** start of Dataset excerpts **

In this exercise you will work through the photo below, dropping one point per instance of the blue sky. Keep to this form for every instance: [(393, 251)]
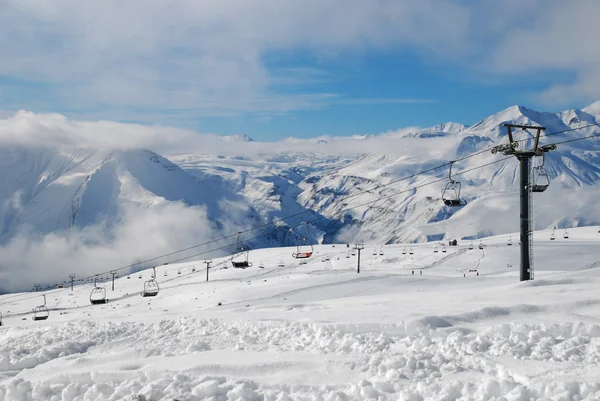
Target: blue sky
[(277, 69)]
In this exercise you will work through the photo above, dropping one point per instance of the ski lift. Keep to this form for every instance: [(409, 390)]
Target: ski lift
[(98, 295), (541, 181), (451, 192), (151, 286), (240, 259), (41, 312), (305, 251)]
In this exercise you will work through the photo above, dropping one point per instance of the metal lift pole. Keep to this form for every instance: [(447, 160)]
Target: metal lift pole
[(525, 195)]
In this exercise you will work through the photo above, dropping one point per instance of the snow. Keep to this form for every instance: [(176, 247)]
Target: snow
[(320, 331)]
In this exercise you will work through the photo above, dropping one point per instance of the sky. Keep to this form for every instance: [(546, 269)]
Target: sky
[(303, 68)]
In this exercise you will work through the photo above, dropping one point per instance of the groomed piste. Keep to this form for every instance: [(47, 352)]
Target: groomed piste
[(454, 325)]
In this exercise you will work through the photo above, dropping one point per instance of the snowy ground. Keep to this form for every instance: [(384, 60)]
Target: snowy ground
[(320, 331)]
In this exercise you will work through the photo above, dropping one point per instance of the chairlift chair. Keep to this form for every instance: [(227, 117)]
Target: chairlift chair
[(541, 180), (41, 312), (240, 259), (151, 287), (98, 295), (451, 192), (304, 251)]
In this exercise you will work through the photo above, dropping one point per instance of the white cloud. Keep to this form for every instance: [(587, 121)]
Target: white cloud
[(30, 258), (203, 56)]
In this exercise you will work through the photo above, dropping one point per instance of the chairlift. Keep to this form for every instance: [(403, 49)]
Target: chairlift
[(240, 259), (304, 251), (98, 295), (41, 312), (541, 180), (151, 287), (451, 192)]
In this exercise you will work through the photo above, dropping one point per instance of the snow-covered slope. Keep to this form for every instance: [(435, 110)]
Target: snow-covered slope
[(350, 189), (460, 328)]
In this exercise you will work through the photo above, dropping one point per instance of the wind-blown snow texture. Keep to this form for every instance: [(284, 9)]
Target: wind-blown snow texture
[(320, 331)]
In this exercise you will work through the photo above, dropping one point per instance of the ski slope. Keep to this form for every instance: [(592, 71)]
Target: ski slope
[(461, 328)]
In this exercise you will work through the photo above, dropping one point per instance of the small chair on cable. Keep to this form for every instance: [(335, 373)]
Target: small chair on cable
[(151, 286), (240, 259), (98, 294), (41, 312), (541, 180), (305, 250), (451, 192)]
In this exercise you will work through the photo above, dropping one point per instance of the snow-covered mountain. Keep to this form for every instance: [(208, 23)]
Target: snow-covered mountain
[(350, 197)]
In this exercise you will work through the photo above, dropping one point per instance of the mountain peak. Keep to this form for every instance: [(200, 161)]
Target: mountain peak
[(593, 109), (237, 138)]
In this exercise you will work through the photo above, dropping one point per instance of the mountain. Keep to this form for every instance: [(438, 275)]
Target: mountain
[(349, 193)]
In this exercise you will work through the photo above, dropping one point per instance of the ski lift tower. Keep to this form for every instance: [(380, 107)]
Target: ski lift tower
[(524, 156)]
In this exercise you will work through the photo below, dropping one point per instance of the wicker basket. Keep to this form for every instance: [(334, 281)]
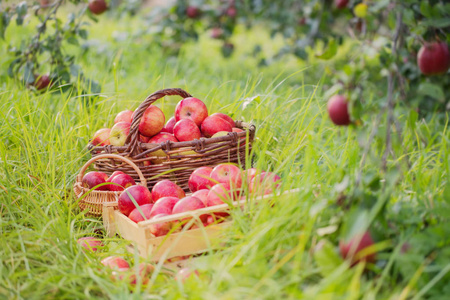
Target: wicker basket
[(95, 199), (180, 158)]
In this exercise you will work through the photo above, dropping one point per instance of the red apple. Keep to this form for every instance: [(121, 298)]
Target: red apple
[(338, 110), (225, 117), (160, 229), (186, 273), (139, 193), (115, 262), (214, 124), (202, 195), (341, 3), (152, 121), (166, 188), (434, 58), (119, 133), (93, 179), (162, 137), (189, 204), (101, 137), (42, 82), (97, 7), (124, 116), (201, 179), (186, 130), (191, 108), (90, 243), (136, 216), (350, 249), (227, 173), (164, 205), (169, 126), (193, 12), (123, 180), (263, 183)]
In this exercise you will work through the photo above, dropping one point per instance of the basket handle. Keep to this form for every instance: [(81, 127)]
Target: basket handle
[(133, 137), (114, 156)]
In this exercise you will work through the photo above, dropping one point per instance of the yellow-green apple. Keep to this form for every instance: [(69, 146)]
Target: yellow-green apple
[(214, 124), (101, 137), (139, 193), (186, 130), (160, 229), (90, 243), (225, 117), (189, 204), (264, 183), (119, 133), (433, 58), (191, 108), (136, 216), (167, 188), (164, 205), (351, 248), (97, 7), (42, 82), (338, 110), (202, 195), (341, 3), (228, 173), (169, 125), (124, 116), (121, 182), (201, 179), (152, 121), (92, 179)]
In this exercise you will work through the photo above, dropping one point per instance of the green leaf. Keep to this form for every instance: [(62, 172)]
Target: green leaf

** end of Dataset excerpts **

- **Stated goal**
Rewrite the lines from the first one down to the line containing "[(277, 69)]", requests included but pictures left out. Multiply each answer coordinate by 1.3 and round to a whole number with halves going up, keeping the coordinates inside the requests unchanged.

- **Response to the exercise**
In this exercise you will work through the photo below, dropping one point per instance of the blue sky. Keep to this form for every instance: [(393, 251)]
Target: blue sky
[(360, 90)]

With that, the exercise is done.